§ **Text block**:
Automotive Logistics — 2025-05-14
Automotive Industry
The use of digital strategies in automotive logistics is becoming ever more necessary to mitigate risks in an increasingly uncertain global market. With natural disasters, shaky economies, the global pandemic and economic trade on uneven ground due to tariffs and trade wars, the need to plan, predict and prevent risk is more pressing than ever to ensure a resilient supply network.
While the automotive industry has excelled at technology adoption in the past, particularly in the form of physical innovations within plants and production lines, it has been slower to catch up in software solutions, data quality and sharing, and integration of pilots into the supply chain. But some OEMs, logistics providers and suppliers are leading the pack and have been piloting data analytics and AI solutions that could be scaled up and shared across the automotive logistics landscape.
While some are still in their infancy, these real-world applications of AI are being tested now to iron out flaws in data quality and management, spot potential gaps in performance, and most importantly, to train people in the supply chain on their benefits.
Real-time supply chain risk management with AI
AI is moving beyond theory and into practical applications and use cases – one of the most exciting being risk management. There has been a shift from reactive problem-solving to proactive real-time logistics orchestration, with the goal of faster decisions and greater decision coverage, ensuring AI tools can handle a high percentage of issues autonomously and freeing up planners in teams for more strategic tasks.

§ **Exercise prompt**: Please copy out the full automotive logistics article above, word for word. The rows after this point are separate material, unrelated to the article.

Extracted data entries:
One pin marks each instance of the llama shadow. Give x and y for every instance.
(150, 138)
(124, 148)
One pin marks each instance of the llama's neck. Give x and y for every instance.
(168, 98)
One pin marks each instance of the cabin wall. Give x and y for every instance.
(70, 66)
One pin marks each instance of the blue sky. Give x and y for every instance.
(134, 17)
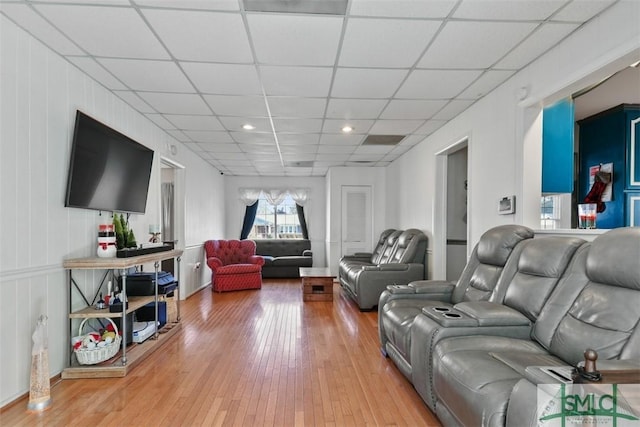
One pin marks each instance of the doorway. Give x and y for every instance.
(357, 216)
(456, 213)
(172, 206)
(450, 225)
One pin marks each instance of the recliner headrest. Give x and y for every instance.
(408, 235)
(496, 244)
(548, 256)
(614, 258)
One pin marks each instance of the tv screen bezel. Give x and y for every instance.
(117, 136)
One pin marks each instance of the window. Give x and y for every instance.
(276, 222)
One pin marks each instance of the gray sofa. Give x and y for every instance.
(398, 258)
(478, 362)
(284, 257)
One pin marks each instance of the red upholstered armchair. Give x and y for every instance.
(234, 264)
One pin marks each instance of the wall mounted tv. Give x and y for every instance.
(108, 170)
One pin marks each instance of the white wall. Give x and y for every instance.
(314, 209)
(496, 127)
(40, 93)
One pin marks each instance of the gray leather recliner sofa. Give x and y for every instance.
(400, 304)
(399, 259)
(479, 368)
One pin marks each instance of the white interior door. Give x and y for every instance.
(357, 221)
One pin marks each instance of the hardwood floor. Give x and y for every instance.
(249, 358)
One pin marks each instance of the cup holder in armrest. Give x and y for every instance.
(449, 317)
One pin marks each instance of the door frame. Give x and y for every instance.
(440, 207)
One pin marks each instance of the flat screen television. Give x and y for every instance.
(108, 171)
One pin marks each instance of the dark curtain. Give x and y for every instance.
(249, 217)
(303, 222)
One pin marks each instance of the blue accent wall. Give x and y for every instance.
(557, 147)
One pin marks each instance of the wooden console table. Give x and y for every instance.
(118, 366)
(317, 284)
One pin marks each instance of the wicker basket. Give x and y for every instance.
(92, 356)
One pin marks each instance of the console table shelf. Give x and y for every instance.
(119, 365)
(133, 304)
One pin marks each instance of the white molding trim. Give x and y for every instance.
(30, 272)
(632, 210)
(632, 153)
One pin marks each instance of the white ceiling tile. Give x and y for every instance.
(296, 81)
(365, 157)
(536, 44)
(208, 136)
(402, 8)
(333, 157)
(299, 138)
(134, 100)
(95, 70)
(366, 83)
(191, 4)
(159, 120)
(538, 10)
(340, 139)
(217, 147)
(262, 125)
(412, 109)
(428, 128)
(297, 125)
(296, 149)
(244, 137)
(336, 125)
(395, 127)
(373, 149)
(189, 122)
(486, 83)
(178, 135)
(374, 42)
(148, 75)
(229, 105)
(436, 84)
(175, 103)
(411, 140)
(239, 157)
(355, 108)
(202, 36)
(295, 39)
(452, 109)
(94, 27)
(478, 45)
(296, 107)
(223, 79)
(336, 149)
(100, 2)
(582, 10)
(39, 28)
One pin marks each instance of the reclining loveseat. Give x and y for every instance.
(480, 362)
(398, 258)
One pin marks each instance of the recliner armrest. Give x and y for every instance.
(386, 267)
(492, 314)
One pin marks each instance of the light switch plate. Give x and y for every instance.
(507, 205)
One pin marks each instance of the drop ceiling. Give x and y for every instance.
(201, 69)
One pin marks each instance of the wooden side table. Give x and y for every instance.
(317, 284)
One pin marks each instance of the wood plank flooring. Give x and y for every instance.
(249, 358)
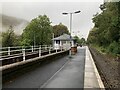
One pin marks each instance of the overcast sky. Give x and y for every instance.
(81, 23)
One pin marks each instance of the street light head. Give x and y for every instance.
(65, 13)
(77, 12)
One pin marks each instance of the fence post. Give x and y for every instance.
(56, 50)
(23, 51)
(61, 48)
(49, 49)
(8, 50)
(45, 47)
(32, 48)
(40, 51)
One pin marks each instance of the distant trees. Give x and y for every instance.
(37, 32)
(9, 38)
(60, 29)
(80, 41)
(106, 32)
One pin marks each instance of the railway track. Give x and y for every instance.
(101, 71)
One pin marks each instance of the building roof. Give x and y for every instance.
(63, 37)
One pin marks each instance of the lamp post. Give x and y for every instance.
(71, 27)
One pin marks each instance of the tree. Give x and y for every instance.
(60, 29)
(38, 32)
(9, 38)
(80, 41)
(106, 31)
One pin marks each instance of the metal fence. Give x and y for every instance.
(12, 51)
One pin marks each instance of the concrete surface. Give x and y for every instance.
(76, 72)
(71, 75)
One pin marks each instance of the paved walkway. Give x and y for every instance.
(79, 72)
(71, 75)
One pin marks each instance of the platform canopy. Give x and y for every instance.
(65, 37)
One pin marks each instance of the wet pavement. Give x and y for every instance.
(71, 75)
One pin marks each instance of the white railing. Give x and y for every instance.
(12, 51)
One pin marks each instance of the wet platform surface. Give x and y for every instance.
(71, 75)
(76, 72)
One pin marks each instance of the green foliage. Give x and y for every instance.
(60, 29)
(106, 32)
(37, 32)
(80, 41)
(114, 48)
(9, 38)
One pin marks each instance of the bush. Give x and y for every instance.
(114, 48)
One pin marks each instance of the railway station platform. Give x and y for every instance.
(79, 71)
(76, 74)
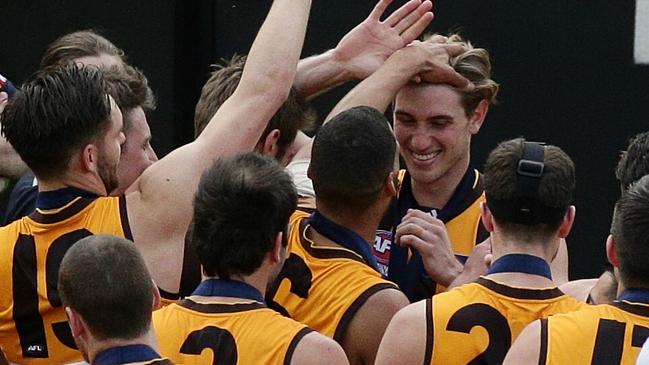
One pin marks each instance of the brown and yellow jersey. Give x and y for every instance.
(33, 325)
(239, 332)
(597, 335)
(322, 286)
(477, 322)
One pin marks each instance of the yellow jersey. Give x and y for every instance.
(33, 324)
(245, 332)
(322, 287)
(597, 335)
(477, 322)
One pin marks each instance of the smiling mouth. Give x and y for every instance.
(426, 157)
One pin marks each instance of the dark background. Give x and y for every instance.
(565, 67)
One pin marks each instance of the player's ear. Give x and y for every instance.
(89, 158)
(277, 253)
(391, 183)
(487, 218)
(269, 144)
(611, 251)
(568, 220)
(157, 299)
(77, 326)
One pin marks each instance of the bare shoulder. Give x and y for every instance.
(363, 335)
(527, 347)
(406, 338)
(316, 349)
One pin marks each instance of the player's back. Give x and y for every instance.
(597, 335)
(236, 332)
(33, 324)
(322, 287)
(479, 321)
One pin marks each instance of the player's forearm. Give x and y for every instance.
(319, 73)
(273, 57)
(266, 80)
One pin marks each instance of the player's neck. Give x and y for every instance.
(258, 279)
(95, 347)
(364, 224)
(439, 192)
(500, 248)
(84, 182)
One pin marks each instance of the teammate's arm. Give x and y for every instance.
(378, 90)
(527, 347)
(160, 201)
(363, 335)
(364, 49)
(317, 349)
(10, 163)
(404, 341)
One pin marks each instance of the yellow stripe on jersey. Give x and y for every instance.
(234, 333)
(33, 325)
(479, 321)
(597, 335)
(322, 287)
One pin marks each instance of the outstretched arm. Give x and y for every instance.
(10, 163)
(423, 61)
(364, 49)
(160, 202)
(419, 61)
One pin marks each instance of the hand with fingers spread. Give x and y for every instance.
(428, 235)
(364, 49)
(429, 61)
(476, 265)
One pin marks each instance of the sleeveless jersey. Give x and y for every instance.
(602, 334)
(233, 333)
(461, 215)
(477, 323)
(322, 287)
(33, 325)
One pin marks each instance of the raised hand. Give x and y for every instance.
(428, 235)
(364, 49)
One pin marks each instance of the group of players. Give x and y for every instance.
(305, 251)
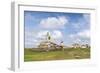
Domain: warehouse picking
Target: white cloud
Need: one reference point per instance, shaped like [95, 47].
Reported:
[42, 34]
[57, 34]
[82, 34]
[54, 22]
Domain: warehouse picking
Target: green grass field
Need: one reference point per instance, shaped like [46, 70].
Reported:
[72, 53]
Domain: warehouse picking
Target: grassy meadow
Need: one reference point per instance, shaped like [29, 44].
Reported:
[68, 53]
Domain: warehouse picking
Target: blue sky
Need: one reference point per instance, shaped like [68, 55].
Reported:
[67, 27]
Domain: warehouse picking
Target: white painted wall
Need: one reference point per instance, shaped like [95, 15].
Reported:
[5, 34]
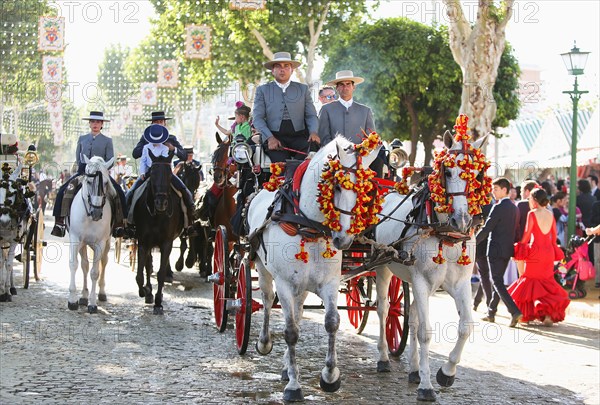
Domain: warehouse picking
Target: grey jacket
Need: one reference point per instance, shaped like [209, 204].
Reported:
[88, 145]
[270, 101]
[334, 119]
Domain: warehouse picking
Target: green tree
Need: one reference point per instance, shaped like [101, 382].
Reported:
[478, 50]
[411, 82]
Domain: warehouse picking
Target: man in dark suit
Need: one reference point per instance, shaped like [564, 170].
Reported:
[347, 117]
[501, 227]
[593, 179]
[523, 205]
[92, 144]
[158, 117]
[284, 113]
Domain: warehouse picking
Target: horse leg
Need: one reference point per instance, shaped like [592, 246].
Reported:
[382, 285]
[74, 247]
[461, 292]
[182, 249]
[421, 290]
[143, 254]
[9, 268]
[264, 345]
[101, 280]
[192, 255]
[85, 267]
[95, 273]
[165, 252]
[292, 391]
[330, 375]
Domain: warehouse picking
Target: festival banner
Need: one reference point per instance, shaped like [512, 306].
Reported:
[168, 73]
[149, 94]
[52, 69]
[247, 4]
[51, 33]
[197, 42]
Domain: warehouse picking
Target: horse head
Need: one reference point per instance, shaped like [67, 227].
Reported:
[160, 180]
[222, 167]
[344, 191]
[95, 184]
[461, 173]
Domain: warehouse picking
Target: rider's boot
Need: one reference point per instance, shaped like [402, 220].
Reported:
[59, 227]
[191, 212]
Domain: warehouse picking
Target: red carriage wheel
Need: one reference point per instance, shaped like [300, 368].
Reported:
[359, 296]
[243, 315]
[396, 324]
[220, 278]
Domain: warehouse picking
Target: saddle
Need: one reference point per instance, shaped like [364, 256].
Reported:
[137, 193]
[72, 190]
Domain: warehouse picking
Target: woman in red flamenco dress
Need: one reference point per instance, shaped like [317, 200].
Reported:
[536, 293]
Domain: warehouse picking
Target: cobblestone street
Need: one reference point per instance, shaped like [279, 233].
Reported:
[125, 354]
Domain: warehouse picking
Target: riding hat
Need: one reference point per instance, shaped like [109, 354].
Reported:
[158, 115]
[96, 116]
[156, 134]
[281, 57]
[345, 75]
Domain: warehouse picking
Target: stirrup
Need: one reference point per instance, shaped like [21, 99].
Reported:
[58, 230]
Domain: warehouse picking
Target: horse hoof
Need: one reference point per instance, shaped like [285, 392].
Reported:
[384, 367]
[414, 378]
[264, 353]
[330, 387]
[427, 395]
[443, 379]
[293, 395]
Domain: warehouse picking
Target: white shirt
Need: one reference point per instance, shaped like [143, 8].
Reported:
[158, 149]
[283, 86]
[345, 103]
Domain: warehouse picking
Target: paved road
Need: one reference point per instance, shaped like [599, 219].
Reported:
[125, 354]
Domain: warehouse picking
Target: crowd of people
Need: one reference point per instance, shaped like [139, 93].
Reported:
[526, 228]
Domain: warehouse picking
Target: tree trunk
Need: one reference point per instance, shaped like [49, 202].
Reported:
[478, 50]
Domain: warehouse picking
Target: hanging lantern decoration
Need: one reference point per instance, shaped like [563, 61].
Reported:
[149, 94]
[51, 33]
[168, 73]
[52, 69]
[247, 4]
[197, 42]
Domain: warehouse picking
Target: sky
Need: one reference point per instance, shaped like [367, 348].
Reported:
[539, 32]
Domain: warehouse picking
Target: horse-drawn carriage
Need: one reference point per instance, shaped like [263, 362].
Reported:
[22, 219]
[401, 250]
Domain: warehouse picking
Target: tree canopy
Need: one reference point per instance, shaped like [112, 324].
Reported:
[411, 82]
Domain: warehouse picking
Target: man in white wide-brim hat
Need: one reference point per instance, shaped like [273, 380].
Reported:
[345, 116]
[284, 112]
[95, 143]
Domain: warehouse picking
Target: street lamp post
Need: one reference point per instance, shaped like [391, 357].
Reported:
[575, 62]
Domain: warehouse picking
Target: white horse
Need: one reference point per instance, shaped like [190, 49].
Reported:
[90, 225]
[293, 278]
[426, 276]
[11, 231]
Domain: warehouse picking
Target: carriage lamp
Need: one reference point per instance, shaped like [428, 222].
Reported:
[574, 61]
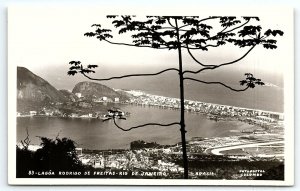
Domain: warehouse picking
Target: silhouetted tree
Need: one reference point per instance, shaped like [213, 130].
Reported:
[184, 32]
[54, 155]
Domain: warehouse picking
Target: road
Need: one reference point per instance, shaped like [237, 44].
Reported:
[217, 150]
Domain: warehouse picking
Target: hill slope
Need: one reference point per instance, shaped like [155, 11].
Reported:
[95, 90]
[34, 91]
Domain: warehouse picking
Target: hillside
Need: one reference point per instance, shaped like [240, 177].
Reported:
[92, 90]
[33, 91]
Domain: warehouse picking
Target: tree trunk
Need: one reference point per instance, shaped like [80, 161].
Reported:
[182, 121]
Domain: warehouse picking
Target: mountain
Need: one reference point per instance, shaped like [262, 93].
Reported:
[94, 90]
[69, 95]
[33, 91]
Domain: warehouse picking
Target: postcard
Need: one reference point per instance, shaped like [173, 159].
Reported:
[146, 96]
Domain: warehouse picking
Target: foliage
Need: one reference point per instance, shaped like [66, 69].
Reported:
[55, 155]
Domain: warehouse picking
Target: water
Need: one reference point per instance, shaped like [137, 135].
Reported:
[95, 134]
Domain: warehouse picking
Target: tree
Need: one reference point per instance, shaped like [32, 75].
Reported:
[191, 33]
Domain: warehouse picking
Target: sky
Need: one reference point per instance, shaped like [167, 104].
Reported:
[38, 66]
[45, 39]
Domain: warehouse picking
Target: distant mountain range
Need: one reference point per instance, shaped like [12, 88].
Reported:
[34, 93]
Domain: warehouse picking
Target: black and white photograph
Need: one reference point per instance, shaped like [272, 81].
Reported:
[102, 96]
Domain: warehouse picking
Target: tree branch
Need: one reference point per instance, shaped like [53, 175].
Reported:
[126, 44]
[130, 75]
[189, 51]
[233, 89]
[144, 125]
[217, 66]
[237, 27]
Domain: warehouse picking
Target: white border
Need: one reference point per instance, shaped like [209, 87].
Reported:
[288, 108]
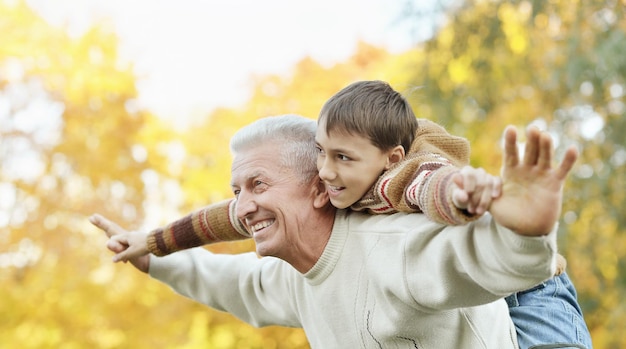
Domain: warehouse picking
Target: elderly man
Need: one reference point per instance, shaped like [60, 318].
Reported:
[355, 280]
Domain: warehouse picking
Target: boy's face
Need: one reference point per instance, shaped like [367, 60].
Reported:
[348, 164]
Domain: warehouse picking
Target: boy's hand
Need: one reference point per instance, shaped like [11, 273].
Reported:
[127, 246]
[475, 189]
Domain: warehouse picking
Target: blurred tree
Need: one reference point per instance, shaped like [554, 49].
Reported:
[559, 64]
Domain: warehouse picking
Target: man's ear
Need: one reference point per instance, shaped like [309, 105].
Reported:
[395, 155]
[320, 198]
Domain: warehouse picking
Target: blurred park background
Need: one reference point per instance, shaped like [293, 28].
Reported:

§ **Solution for this exercise**:
Automotive Logistics — 2025-05-14
Automotive Industry
The use of digital strategies in automotive logistics is becoming ever more necessary to mitigate risks in an increasingly uncertain global market. With natural disasters, shaky economies, the global pandemic and economic trade on uneven ground due to tariffs and trade wars, the need to plan, predict and prevent risk is more pressing than ever to ensure a resilient supply network.
While the automotive industry has excelled at technology adoption in the past, particularly in the form of physical innovations within plants and production lines, it has been slower to catch up in software solutions, data quality and sharing, and integration of pilots into the supply chain. But some OEMs, logistics providers and suppliers are leading the pack and have been piloting data analytics and AI solutions that could be scaled up and shared across the automotive logistics landscape.
While some are still in their infancy, these real-world applications of AI are being tested now to iron out flaws in data quality and management, spot potential gaps in performance, and most importantly, to train people in the supply chain on their benefits.
Real-time supply chain risk management with AI
AI is moving beyond theory and into practical applications and use cases – one of the most exciting being risk management. There has been a shift from reactive problem-solving to proactive real-time logistics orchestration, with the goal of faster decisions and greater decision coverage, ensuring AI tools can handle a high percentage of issues autonomously and freeing up planners in teams for more strategic tasks.